OPDRACHT 1:
Leg met de tekst over de uitspraak uit waarom Bulgarije volgens de rechtbank verantwoordelijk is voor de asielaanvraag van eiser. Vermeld ook welke gevolgen de Europese regelgeving daarvoor heeft.
OPDRACHT 2:
Beantwoord met de tekst over de uitspraak de volgende vragen.
(a) Op welke datum heeft de staatssecretaris de aanvraag niet in behandeling genomen?
(b) In welke zittingsplaats deed de Rechtbank Den Haag deze uitspraak?
(c) Welke twee dingen heeft eiser over Bulgarije betoogd?
OPDRACHT 3:
Schrijf uit de tekst over de uitspraak het deel over van "ECLI:NL:RBDHA:2024:10597" tot en met "staatssecretaris aanwezig waren.".

OEFENTEKST:
※

ECLI:NL:RBDHA:2024:10597
Rechtbank Den Haag
- Eerste aanleg - enkelvoudig
- J.M. Emaus - Visschers
- Rechtspraak.nl
Beoordeling van het beroep tegen het niet in behandeling nemen van een asielaanvraag op basis van de Dublinverordening
In deze uitspraak van de Rechtbank Den Haag, zittingsplaats Arnhem, wordt het beroep van eiser tegen het niet in behandeling nemen van zijn asielaanvraag beoordeeld. De staatssecretaris van Justitie en Veiligheid heeft de aanvraag op 16 mei 2024 niet in behandeling genomen, omdat Bulgarije verantwoordelijk zou zijn voor de aanvraag. De rechtbank heeft op 26 juni 2024 de zaak behandeld, waarbij zowel eiser als zijn gemachtigde, alsook de gemachtigde van de staatssecretaris aanwezig waren.
De rechtbank concludeert dat de staatssecretaris terecht heeft gesteld dat Bulgarije verantwoordelijk is voor de asielaanvraag van eiser, aangezien hij daar vingerafdrukken heeft afgegeven. Eiser heeft niet overtuigend aangetoond dat Bulgarije niet in staat zou zijn om hem de nodige bescherming te bieden. De rechtbank wijst erop dat de Europese Unie regelgeving heeft die bepaalt dat een asielaanvraag niet in behandeling wordt genomen als een andere lidstaat verantwoordelijk is. Eiser heeft ook betoogd dat hij in Bulgarije geen asielaanvraag heeft ingediend en dat hij daar onder slechte omstandigheden is behandeld, maar de rechtbank oordeelt dat deze argumenten niet voldoende zijn om de beslissing van de staatssecretaris te weerleggen.

※

RECORDS:
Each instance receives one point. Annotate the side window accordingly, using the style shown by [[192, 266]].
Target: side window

※

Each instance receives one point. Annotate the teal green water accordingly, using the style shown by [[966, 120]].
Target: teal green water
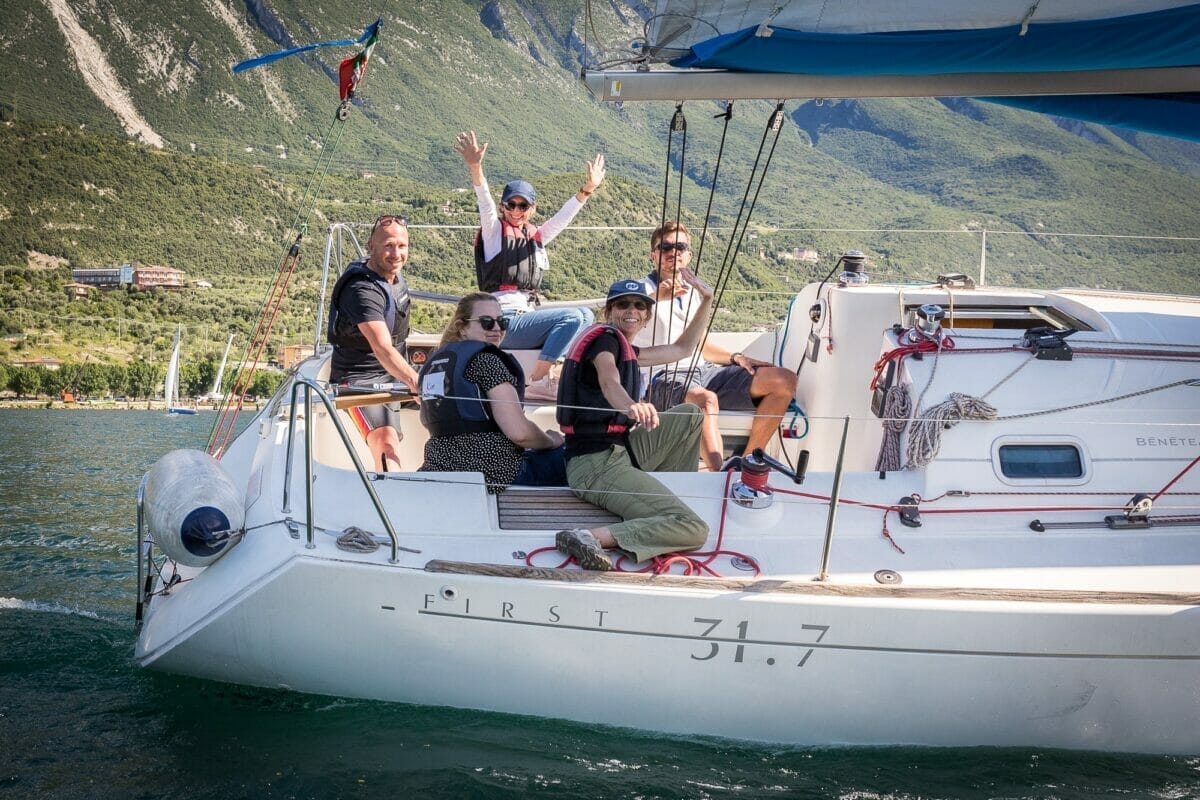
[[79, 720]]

※

ANTWOORD 1:
Bulgarije is verantwoordelijk omdat eiser daar vingerafdrukken heeft afgegeven. Volgens de regelgeving van de Europese Unie wordt een asielaanvraag niet in behandeling genomen als een andere lidstaat verantwoordelijk is. Daarom heeft de staatssecretaris de aanvraag niet in behandeling genomen.

ANTWOORD 2:
(a) Op 16 mei 2024.
(b) In Arnhem.
(c) Eiser heeft betoogd dat hij in Bulgarije geen asielaanvraag heeft ingediend en dat hij daar onder slechte omstandigheden is behandeld.

ANTWOORD 3:
ECLI:NL:RBDHA:2024:10597
Rechtbank Den Haag
- Eerste aanleg - enkelvoudig
- J.M. Emaus - Visschers
- Rechtspraak.nl
Beoordeling van het beroep tegen het niet in behandeling nemen van een asielaanvraag op basis van de Dublinverordening
In deze uitspraak van de Rechtbank Den Haag, zittingsplaats Arnhem, wordt het beroep van eiser tegen het niet in behandeling nemen van zijn asielaanvraag beoordeeld. De staatssecretaris van Justitie en Veiligheid heeft de aanvraag op 16 mei 2024 niet in behandeling genomen, omdat Bulgarije verantwoordelijk zou zijn voor de aanvraag. De rechtbank heeft op 26 juni 2024 de zaak behandeld, waarbij zowel eiser als zijn gemachtigde, alsook de gemachtigde van de staatssecretaris aanwezig waren.